*Exercise:*
Up to and including the line containing "Within one instance, a", set down each line of the entries below exactly, starting from the first, and leave out the rest.

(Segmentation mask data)
──────────────────────────────

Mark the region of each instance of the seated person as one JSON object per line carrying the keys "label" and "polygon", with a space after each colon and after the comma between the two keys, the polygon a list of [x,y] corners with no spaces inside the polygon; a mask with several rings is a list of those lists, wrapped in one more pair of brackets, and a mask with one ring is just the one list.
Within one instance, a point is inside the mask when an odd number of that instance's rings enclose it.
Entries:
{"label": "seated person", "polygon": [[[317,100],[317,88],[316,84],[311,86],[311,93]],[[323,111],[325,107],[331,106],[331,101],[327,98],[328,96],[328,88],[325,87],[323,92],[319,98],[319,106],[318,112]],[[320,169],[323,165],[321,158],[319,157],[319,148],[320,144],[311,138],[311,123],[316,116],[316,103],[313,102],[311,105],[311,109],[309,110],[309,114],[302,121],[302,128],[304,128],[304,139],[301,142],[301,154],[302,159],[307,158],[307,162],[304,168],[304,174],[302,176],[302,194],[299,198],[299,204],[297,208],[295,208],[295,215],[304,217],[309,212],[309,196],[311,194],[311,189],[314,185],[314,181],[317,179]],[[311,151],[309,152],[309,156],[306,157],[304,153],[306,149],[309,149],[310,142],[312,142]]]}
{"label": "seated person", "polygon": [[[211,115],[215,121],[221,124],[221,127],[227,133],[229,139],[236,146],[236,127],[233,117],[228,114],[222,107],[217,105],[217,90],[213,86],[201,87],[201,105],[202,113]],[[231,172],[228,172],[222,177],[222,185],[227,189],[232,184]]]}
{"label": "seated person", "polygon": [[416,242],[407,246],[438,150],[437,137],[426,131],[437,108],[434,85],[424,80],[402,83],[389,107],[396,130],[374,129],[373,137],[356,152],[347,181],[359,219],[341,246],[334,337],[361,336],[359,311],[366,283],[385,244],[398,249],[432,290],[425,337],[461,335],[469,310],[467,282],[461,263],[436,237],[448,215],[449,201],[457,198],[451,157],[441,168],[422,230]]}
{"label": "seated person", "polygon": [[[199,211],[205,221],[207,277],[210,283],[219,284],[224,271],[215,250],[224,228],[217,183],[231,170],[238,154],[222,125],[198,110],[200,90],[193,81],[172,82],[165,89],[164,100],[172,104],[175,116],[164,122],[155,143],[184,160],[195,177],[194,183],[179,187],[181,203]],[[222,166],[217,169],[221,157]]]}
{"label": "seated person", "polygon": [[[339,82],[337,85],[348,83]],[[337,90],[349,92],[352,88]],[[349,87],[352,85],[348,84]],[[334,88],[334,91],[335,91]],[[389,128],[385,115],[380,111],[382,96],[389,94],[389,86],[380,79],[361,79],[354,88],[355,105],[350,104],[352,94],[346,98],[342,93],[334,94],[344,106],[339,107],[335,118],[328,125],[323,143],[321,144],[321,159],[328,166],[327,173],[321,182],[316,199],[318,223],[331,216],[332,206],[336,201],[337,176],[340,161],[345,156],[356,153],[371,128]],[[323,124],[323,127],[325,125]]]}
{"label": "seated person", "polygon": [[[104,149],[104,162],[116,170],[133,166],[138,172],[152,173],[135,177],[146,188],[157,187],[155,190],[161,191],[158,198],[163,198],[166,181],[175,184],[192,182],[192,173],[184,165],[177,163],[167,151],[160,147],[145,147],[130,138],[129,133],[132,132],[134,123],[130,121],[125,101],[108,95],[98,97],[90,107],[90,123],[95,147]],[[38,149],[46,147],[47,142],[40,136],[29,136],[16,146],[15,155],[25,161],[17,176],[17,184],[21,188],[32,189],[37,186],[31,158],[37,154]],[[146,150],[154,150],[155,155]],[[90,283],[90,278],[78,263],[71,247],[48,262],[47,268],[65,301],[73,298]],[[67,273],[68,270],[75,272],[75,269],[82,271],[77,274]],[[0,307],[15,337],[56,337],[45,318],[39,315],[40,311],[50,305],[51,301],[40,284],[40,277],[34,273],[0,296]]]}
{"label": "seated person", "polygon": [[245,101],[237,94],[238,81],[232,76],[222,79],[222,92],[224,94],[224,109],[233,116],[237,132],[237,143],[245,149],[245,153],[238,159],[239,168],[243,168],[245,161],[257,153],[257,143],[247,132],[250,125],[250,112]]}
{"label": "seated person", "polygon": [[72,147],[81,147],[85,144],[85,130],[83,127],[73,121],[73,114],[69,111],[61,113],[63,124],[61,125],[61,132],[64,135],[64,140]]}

──────────────────────────────

*Reply:*
Mark the region of each instance of the seated person as one JSON object per line carrying the keys "label" and "polygon", with a space after each colon and after the comma between the two keys, the polygon a list of [x,y] corners with no spaces inside the polygon; a mask with several rings is a list of those lists, wrapped in one more pair of brackets, and a mask with one ring is just the one list.
Within one instance, a point is inside the mask when an odd number of that instance's rings enclose it.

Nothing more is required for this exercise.